Data shown:
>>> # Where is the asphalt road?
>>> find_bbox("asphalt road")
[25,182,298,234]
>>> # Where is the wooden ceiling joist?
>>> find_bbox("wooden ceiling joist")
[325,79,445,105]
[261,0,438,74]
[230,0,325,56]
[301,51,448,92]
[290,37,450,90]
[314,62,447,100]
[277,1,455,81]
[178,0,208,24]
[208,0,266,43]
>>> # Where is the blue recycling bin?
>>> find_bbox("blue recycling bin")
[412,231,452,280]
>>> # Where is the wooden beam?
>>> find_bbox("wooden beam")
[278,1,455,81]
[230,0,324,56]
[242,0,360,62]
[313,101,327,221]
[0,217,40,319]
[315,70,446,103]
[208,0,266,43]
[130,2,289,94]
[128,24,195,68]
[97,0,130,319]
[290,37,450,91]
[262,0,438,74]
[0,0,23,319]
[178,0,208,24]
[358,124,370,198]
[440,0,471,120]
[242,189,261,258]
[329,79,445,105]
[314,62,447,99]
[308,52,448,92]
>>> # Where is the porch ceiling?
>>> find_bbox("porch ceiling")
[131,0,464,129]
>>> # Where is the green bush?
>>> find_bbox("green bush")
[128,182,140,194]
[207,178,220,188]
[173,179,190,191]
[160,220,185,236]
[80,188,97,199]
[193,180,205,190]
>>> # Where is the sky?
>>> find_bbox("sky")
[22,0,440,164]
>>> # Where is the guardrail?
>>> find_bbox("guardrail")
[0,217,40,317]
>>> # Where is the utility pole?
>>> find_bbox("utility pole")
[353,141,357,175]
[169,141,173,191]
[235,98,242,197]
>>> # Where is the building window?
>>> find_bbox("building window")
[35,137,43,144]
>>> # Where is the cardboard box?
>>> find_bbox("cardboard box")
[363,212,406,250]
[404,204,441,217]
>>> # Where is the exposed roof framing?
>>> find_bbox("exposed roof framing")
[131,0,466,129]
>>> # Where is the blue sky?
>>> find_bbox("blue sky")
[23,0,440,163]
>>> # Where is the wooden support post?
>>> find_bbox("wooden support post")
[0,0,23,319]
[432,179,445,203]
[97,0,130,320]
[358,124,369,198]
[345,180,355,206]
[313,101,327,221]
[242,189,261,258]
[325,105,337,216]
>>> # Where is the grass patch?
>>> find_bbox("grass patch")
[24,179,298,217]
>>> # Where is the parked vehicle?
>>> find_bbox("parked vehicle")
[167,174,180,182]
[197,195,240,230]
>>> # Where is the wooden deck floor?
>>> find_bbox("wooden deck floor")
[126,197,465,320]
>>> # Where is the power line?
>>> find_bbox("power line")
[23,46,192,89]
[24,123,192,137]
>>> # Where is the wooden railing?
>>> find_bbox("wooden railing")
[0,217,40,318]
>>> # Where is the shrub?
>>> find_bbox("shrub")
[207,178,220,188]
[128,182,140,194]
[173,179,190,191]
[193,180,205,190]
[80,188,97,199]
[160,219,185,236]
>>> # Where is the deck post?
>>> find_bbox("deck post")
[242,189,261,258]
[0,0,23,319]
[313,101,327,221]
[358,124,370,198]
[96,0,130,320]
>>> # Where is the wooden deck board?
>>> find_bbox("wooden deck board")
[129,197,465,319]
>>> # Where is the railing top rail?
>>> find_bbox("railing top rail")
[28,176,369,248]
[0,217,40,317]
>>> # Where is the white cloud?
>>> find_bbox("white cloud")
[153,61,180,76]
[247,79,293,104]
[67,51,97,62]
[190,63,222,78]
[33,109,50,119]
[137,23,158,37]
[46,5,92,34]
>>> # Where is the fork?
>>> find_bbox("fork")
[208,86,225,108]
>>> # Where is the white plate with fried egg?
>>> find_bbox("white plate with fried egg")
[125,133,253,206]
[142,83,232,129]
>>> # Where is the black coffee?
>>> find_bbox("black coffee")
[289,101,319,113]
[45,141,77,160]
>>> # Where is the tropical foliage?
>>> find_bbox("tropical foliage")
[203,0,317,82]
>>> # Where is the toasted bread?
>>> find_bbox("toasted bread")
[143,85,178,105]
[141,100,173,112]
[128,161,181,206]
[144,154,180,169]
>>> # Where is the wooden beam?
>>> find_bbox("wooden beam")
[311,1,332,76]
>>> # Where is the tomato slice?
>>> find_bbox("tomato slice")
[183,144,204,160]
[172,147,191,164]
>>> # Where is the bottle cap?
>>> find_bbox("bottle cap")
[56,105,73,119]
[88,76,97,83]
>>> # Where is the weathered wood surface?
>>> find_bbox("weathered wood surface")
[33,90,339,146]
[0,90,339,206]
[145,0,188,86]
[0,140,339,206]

Prompt:
Rewrite all the lines above, switching "wooden beam" to "timber beam" everywhere and leaving everything else unchanged.

The output:
>>> # Where is the asphalt road?
>>> find_bbox("asphalt road")
[25,182,298,234]
>>> # Where is the wooden ceiling joist?
>>> find_bbox("wooden ceiling joist")
[325,79,445,105]
[261,0,438,74]
[230,0,325,56]
[301,51,448,92]
[290,37,450,90]
[314,62,447,100]
[277,1,455,81]
[178,0,208,24]
[208,0,266,43]
>>> # Where is the blue recycling bin?
>>> find_bbox("blue recycling bin")
[412,231,452,280]
>>> # Where is the timber beam?
>>> find_bbox("timber beam")
[278,1,455,81]
[230,0,324,56]
[242,0,360,62]
[313,101,327,221]
[0,217,40,319]
[315,70,446,103]
[208,0,266,43]
[130,2,289,94]
[128,24,195,68]
[97,0,130,319]
[290,37,450,91]
[262,0,438,74]
[0,0,23,319]
[178,0,208,24]
[358,124,370,198]
[440,0,471,120]
[242,189,261,258]
[329,79,445,105]
[314,62,447,99]
[308,52,448,92]
>>> # Where is the porch ceiling?
>>> find_bbox("porch ceiling")
[131,0,464,129]
>>> # Where is the green bush?
>>> find_bbox("green bush")
[128,182,140,194]
[207,178,220,188]
[173,179,190,191]
[160,220,185,236]
[80,188,97,199]
[193,180,205,190]
>>> # Where is the sky?
>>> find_bbox("sky")
[22,0,440,164]
>>> # Where is the guardrail?
>>> find_bbox("guardrail")
[0,217,40,317]
>>> # Where is the utility pole?
>>> find_bbox("utility pole")
[353,141,357,175]
[169,141,173,191]
[235,98,242,197]
>>> # Where is the building window?
>>> find_bbox("building window")
[35,137,43,144]
>>> # Where is the cardboard box?
>>> find_bbox("cardboard box")
[363,212,406,250]
[404,204,441,217]
>>> # Where is the exposed roof framing?
>>> find_bbox("exposed roof framing")
[131,0,466,129]
>>> # Where is the blue sky?
>>> find_bbox("blue sky")
[23,0,440,163]
>>> # Where is the wooden support post?
>>> find_bbox("wooden support post")
[0,0,23,319]
[432,179,445,203]
[97,0,130,320]
[358,124,369,198]
[345,180,355,206]
[313,101,327,221]
[242,189,261,258]
[325,105,337,216]
>>> # Where is the grass patch?
>>> find_bbox("grass patch")
[24,179,298,217]
>>> # Where is the parked vehicle?
>>> find_bbox("parked vehicle")
[167,174,180,182]
[197,195,240,230]
>>> # Where is the wooden deck floor?
>>> find_bbox("wooden deck floor")
[126,197,465,320]
>>> # Where is the power line?
>>> find_bbox("power line")
[23,46,192,89]
[24,123,192,137]
>>> # Where is the wooden railing?
>>> find_bbox("wooden railing")
[0,217,40,318]
>>> # Where is the shrub?
>>> find_bbox("shrub")
[207,178,220,188]
[128,182,140,194]
[173,179,190,191]
[193,180,205,190]
[80,188,97,199]
[160,219,185,236]
>>> # Where is the deck post?
>>> find_bbox("deck post")
[242,189,261,258]
[0,0,23,319]
[313,101,327,221]
[358,124,370,198]
[96,0,130,320]
>>> # Where is the wooden deck board?
>>> find_bbox("wooden deck board")
[129,197,465,319]
>>> # Where is the railing top rail?
>>> find_bbox("railing top rail")
[28,176,369,248]
[0,217,40,317]
>>> # Where is the white cloud?
>>> find_bbox("white cloud")
[153,61,180,76]
[247,79,293,104]
[67,51,97,62]
[190,63,222,78]
[33,109,50,119]
[137,23,158,37]
[46,5,92,34]
>>> # Where is the fork?
>>> find_bbox("fork")
[208,86,225,108]
>>> # Where is the white plate with fried egg?
>>> find_bbox("white plate with fried egg")
[125,133,253,206]
[142,83,232,129]
>>> # Where is the black coffee?
>>> find_bbox("black coffee")
[289,101,319,113]
[45,141,77,160]
>>> # Where is the tropical foliage?
>>> find_bbox("tropical foliage")
[203,0,317,82]
>>> # Where is the toasted bread?
>>> find_bbox("toasted bread")
[143,85,178,105]
[141,100,173,112]
[128,161,181,206]
[144,154,180,169]
>>> # Where is the timber beam?
>>> find_bbox("timber beam")
[311,1,332,76]
>>> # Where is the tomato slice?
>>> find_bbox("tomato slice")
[183,144,204,160]
[172,147,191,164]
>>> # Where is the bottle cap?
>>> find_bbox("bottle cap")
[56,105,73,119]
[88,76,97,83]
>>> # Where is the weathered wood surface?
>>> find_bbox("weathered wood surface")
[33,90,339,146]
[0,90,339,206]
[145,0,188,86]
[0,140,339,206]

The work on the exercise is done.